GIVEN REQUEST A ▸
According to the passage about Mr. Bannon and Mr. Guo, what position does Orville H. Schell hold?

DOCUMENT EXTRACT ▸

━━━

The talk was canceled at the last minute.
Over lunch, Mr. Guo and Mr. Bannon discussed China’s military capabilities, as well as the financial implications of Beijing’s rule, including what impact the country’s mounting corporate debt might have on its economy. 
A friendship emerged.
“It was fantastic. He really impressed me,” Mr. Bannon said of his first meeting with Mr. Guo. 
“We talked about President Trump’s approach to China, and he went into corruption in the Chinese Communist Party.”
Mr. Bannon later introduced Mr. Guo to people in the hedge fund community, including J. Kyle Bass, who has soured on China and sought to profit by short-selling the Chinese currency.
As Mr. Bannon sharpened his critique of China’s rise, he also began meeting privately with some of America’s leading experts on China, to seek their counsel and outline his agenda. 
Few welcomed his remarks, according to people who attended some of the sessions. 
But more recently, his positions have gotten a warmer reception.
“The tectonic plates are shifting,” says Orville H. Schell, the director of the Center on U.S.-China Relations at the Asia Society. 
“Many analysts would have totally rejected him two years ago. But people are more sympathetic now that engagement with China has been defrocked.”

━━━

Segmentation dataset excerpts ▸
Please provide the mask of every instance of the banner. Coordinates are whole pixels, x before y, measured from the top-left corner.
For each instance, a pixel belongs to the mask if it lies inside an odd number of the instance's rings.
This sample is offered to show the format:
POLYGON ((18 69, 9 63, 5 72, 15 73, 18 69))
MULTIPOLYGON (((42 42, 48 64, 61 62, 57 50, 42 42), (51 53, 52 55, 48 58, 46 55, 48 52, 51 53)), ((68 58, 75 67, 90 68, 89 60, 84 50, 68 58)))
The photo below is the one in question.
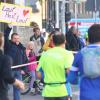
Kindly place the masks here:
POLYGON ((16 26, 29 26, 32 9, 30 7, 1 3, 0 22, 11 23, 16 26))

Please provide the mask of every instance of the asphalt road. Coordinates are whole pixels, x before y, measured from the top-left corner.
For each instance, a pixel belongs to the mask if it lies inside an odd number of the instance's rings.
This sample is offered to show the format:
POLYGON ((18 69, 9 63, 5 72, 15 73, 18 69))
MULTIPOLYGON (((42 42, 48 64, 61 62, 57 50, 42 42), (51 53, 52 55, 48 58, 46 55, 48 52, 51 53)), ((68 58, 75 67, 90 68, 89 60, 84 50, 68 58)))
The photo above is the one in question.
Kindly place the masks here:
MULTIPOLYGON (((72 91, 73 91, 73 100, 78 100, 78 95, 79 95, 78 86, 72 86, 72 91)), ((12 89, 10 89, 9 91, 9 98, 10 98, 9 100, 13 100, 12 89)), ((33 96, 31 94, 27 94, 27 95, 21 95, 21 100, 43 100, 43 97, 40 95, 33 96)))

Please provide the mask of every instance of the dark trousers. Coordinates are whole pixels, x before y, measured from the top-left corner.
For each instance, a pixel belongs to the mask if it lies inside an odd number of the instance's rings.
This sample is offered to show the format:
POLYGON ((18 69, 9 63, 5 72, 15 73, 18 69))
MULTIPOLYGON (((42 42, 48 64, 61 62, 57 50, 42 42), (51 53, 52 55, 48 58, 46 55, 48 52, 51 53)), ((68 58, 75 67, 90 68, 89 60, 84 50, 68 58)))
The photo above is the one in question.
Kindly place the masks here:
POLYGON ((7 91, 0 93, 0 100, 9 100, 7 91))
POLYGON ((44 100, 68 100, 67 96, 65 97, 44 97, 44 100))

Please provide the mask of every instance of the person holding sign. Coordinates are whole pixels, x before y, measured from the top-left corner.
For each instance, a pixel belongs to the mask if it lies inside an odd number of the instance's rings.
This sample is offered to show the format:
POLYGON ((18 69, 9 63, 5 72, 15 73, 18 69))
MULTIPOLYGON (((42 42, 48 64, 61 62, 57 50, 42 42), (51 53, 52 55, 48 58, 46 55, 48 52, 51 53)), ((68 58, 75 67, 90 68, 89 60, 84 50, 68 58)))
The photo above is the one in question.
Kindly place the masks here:
MULTIPOLYGON (((11 26, 8 26, 5 30, 5 54, 9 55, 13 60, 13 66, 21 65, 27 62, 27 56, 25 53, 25 47, 20 43, 20 37, 18 33, 13 33, 11 35, 11 40, 8 39, 11 26)), ((23 68, 15 68, 13 69, 14 77, 22 80, 22 72, 23 68)), ((20 100, 20 90, 16 86, 13 86, 13 100, 20 100)))
POLYGON ((24 84, 14 78, 11 70, 12 59, 3 54, 3 44, 4 36, 0 33, 0 100, 9 100, 8 84, 13 84, 19 89, 24 89, 24 84))

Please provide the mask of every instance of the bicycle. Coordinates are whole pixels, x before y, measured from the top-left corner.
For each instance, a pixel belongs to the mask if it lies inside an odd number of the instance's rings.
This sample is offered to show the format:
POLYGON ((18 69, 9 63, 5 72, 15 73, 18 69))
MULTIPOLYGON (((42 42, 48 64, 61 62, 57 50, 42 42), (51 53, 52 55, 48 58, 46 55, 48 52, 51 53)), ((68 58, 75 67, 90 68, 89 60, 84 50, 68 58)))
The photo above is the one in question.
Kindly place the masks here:
MULTIPOLYGON (((21 91, 21 94, 26 95, 27 93, 29 93, 31 91, 31 89, 29 87, 29 84, 31 81, 31 76, 30 76, 29 72, 22 75, 22 81, 25 84, 25 89, 21 91)), ((43 90, 43 82, 41 82, 40 80, 35 80, 35 82, 33 84, 33 88, 37 88, 38 94, 41 94, 41 92, 43 90)))

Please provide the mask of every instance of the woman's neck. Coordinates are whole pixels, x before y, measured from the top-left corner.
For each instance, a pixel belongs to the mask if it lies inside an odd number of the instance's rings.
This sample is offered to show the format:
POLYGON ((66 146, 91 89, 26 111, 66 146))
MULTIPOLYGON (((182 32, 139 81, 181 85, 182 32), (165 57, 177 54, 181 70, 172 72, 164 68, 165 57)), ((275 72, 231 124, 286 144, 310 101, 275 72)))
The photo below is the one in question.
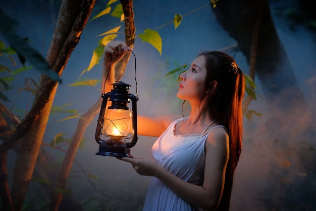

━━━

GIVEN REQUEST B ▸
Recast the rows from the line with "Please provide the mask of every instance of the woman's" to the line with "POLYGON ((66 146, 91 89, 26 111, 66 146))" as a JSON list of strings, one string per line, with blank lines omitted.

TASK SOLUTION A ▸
He is the director of the Center on U.S.-China Relations at the Asia Society.

TASK SOLUTION B ▸
[
  "Please provide the mask of every instance of the woman's neck. Coordinates are whole pixels, x before y, measured from the top-left corner.",
  "For each instance, a pixel belongs to the mask if it lies inside an odd number of the instance's rings.",
  "This sample is offered to show the format:",
  "POLYGON ((66 146, 91 89, 26 111, 66 146))"
]